■ **Supplied data**
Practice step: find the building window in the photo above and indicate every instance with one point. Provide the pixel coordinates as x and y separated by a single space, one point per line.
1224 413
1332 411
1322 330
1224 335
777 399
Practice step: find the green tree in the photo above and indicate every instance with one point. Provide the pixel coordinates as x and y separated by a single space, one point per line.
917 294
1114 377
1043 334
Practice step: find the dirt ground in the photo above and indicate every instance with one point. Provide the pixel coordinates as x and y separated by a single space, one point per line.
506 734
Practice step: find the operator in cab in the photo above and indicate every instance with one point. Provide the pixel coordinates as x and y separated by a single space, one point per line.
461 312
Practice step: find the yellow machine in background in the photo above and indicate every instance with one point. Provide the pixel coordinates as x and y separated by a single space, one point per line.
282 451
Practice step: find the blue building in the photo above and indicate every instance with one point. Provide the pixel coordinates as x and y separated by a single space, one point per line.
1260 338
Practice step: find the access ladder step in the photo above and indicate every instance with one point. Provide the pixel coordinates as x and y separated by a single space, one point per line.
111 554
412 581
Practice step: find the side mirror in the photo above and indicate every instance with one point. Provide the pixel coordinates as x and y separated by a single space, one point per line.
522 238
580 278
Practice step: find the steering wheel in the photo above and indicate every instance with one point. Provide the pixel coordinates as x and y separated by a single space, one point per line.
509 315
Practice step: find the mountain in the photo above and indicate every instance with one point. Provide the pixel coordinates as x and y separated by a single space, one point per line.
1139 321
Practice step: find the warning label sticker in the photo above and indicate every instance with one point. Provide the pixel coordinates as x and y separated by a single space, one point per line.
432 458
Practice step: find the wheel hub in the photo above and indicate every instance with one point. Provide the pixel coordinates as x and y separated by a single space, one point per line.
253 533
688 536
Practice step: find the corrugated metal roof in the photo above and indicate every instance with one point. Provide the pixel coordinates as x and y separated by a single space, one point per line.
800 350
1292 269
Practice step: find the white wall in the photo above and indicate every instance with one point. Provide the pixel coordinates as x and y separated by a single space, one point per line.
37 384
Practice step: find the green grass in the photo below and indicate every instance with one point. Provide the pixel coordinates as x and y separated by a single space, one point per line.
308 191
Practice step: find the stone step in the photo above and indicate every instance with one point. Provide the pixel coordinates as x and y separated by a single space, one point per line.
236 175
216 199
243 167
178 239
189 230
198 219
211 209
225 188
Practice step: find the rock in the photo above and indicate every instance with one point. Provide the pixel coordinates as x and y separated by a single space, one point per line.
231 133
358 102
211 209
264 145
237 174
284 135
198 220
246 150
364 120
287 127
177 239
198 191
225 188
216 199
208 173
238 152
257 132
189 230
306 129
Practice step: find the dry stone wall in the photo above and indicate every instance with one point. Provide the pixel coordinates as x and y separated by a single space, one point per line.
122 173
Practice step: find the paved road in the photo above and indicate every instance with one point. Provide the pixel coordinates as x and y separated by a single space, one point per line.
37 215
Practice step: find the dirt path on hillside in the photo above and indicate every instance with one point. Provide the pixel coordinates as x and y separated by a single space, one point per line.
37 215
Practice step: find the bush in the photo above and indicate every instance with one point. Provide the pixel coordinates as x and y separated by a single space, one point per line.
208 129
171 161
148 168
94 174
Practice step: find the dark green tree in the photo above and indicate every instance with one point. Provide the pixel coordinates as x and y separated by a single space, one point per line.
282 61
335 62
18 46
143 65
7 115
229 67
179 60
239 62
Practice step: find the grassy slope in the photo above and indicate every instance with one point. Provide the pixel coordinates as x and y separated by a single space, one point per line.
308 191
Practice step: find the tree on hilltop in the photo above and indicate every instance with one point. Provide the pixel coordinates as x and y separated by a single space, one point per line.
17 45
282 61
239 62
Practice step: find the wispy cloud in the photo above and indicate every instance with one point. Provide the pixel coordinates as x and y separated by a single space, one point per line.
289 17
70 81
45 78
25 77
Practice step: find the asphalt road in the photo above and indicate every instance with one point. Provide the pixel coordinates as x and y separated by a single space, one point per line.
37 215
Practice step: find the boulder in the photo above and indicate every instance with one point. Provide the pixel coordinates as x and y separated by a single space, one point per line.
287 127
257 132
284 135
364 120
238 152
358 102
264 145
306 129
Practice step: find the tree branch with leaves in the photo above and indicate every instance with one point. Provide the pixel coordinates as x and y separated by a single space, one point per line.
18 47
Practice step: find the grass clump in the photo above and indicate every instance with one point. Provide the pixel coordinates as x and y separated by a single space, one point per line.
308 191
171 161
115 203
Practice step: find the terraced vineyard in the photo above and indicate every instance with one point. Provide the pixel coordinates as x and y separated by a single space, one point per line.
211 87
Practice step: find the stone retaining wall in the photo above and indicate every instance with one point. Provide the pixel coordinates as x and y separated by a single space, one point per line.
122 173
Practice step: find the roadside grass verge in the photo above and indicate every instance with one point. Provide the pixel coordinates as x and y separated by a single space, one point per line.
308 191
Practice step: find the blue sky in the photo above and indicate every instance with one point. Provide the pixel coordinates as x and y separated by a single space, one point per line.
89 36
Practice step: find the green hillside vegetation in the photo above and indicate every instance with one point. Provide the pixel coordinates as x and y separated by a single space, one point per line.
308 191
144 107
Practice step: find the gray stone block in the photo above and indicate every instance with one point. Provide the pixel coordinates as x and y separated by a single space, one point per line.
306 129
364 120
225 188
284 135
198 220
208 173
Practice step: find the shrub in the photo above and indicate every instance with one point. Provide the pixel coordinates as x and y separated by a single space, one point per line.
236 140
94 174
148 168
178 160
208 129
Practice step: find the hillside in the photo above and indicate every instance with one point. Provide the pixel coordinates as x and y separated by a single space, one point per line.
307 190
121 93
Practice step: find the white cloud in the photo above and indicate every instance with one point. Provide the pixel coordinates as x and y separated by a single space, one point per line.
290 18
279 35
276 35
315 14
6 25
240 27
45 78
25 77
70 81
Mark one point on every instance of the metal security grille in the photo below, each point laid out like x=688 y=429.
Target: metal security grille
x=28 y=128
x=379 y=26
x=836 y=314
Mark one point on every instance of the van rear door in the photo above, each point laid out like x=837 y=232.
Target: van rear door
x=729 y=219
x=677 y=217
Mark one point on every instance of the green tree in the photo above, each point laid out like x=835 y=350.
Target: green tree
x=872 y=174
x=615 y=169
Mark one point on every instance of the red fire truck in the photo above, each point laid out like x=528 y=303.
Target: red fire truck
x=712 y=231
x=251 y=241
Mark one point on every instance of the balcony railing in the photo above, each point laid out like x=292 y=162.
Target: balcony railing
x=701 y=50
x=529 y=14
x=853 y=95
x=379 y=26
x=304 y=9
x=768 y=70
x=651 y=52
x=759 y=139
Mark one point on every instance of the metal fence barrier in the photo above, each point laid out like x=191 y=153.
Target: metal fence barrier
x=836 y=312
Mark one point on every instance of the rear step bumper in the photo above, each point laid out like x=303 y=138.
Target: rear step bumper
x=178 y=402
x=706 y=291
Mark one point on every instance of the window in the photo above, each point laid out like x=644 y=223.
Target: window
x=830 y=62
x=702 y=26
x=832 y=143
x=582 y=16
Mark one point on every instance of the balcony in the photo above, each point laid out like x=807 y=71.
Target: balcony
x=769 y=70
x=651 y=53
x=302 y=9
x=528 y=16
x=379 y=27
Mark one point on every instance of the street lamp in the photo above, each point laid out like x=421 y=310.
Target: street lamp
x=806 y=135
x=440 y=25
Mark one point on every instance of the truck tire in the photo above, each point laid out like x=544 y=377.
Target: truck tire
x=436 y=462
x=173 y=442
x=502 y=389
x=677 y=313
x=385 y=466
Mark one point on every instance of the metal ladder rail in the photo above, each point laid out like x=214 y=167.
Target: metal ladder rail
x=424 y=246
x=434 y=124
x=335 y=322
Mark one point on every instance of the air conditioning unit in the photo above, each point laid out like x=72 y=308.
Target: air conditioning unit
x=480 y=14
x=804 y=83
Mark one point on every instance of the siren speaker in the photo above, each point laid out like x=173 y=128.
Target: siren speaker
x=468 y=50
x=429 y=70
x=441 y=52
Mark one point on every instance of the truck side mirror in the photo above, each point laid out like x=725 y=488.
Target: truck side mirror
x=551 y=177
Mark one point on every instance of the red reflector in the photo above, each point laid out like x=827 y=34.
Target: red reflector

■ **Task statement**
Where the data above reaches the line holding "Mark one point on every instance of the metal fence", begin printing, and stop after the line holding "Mark one point on every instance of the metal ladder". Each line must be reproduced exactly, with nothing else added.

■ **Exercise solution**
Mark one point on every instance of the metal fence barrier in the photo above, each point laid out like x=191 y=153.
Target: metal fence barrier
x=836 y=312
Mark one point on every instance of the rear step bumper in the photo above, each point laid out like x=303 y=138.
Target: rear step bumper
x=178 y=402
x=706 y=291
Mark one point on every instance of the window in the photo above, each point laid out like x=644 y=223.
Target: window
x=830 y=62
x=702 y=26
x=832 y=143
x=582 y=16
Mark one point on every instance of the balcony in the photo above, each point laid out like x=807 y=71.
Target: balcony
x=769 y=70
x=651 y=53
x=302 y=9
x=528 y=16
x=379 y=27
Mark one point on every instance of the street lamp in the photo above, each point laid out like x=421 y=310.
Target: street lamp
x=806 y=135
x=440 y=25
Mark one point on every instance of the truck tire in the photo above, each point laid out like x=544 y=377.
Target: truck tire
x=436 y=462
x=173 y=442
x=502 y=389
x=677 y=313
x=385 y=466
Mark one point on every instance of the metal ladder rail in the photo above, each point laid out like x=214 y=167.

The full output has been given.